* [Task statement] Turn the lines below into a Markdown table with two columns, Row and Line. Put a row number in the first column and the line in the second, and skip any blank lines.

* [Recorded information]
◆ ◆ ◆

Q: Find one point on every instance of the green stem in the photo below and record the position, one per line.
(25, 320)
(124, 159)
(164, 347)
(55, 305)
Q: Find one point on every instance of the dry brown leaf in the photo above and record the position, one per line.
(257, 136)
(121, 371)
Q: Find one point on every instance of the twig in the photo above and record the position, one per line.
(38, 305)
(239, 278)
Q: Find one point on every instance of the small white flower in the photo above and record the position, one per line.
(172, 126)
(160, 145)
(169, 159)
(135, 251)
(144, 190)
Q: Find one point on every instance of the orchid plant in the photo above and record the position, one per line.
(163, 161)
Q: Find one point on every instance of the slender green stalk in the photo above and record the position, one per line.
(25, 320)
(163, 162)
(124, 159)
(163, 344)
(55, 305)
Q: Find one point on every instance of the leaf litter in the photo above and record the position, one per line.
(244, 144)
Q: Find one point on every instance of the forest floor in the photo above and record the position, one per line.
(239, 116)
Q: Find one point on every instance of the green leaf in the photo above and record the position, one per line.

◆ ◆ ◆

* [Solution below]
| Row | Line |
|---|---|
| 1 | Q: Find one point on every instance of the green stem in the photo below and record the position, one per line. |
| 2 | (25, 320) |
| 3 | (124, 159) |
| 4 | (164, 347) |
| 5 | (55, 305) |
| 6 | Q: Find one point on every instance of the dry brown leaf in the photo above and record the position, one per line. |
| 7 | (257, 136) |
| 8 | (121, 371) |
| 9 | Q: Find one point on every instance of the twig in the photo above and record the position, one per line. |
| 10 | (38, 305) |
| 11 | (239, 278) |
| 12 | Q: Find one point on every instance of the small white flower in the photo above and record the position, one per line. |
| 13 | (172, 126) |
| 14 | (160, 145) |
| 15 | (169, 159) |
| 16 | (135, 251) |
| 17 | (144, 190) |
| 18 | Q: Find one point on every instance of the orchid plant in the photo above and record the position, one per line. |
| 19 | (163, 161) |
| 20 | Q: Find one point on every instance of the slender green stalk in the photo above and record the position, one per line. |
| 21 | (25, 320) |
| 22 | (163, 162) |
| 23 | (124, 159) |
| 24 | (163, 344) |
| 25 | (55, 305) |
| 26 | Q: Find one point on every instance of the leaf litter in the photo above and record the position, one per line. |
| 27 | (244, 144) |
| 28 | Q: Find one point on every instance of the forest floor in the photo above and record the position, one per line. |
| 29 | (239, 116) |
| 30 | Q: Find one point on every instance of the green leaf in the photo above and record the position, one per line. |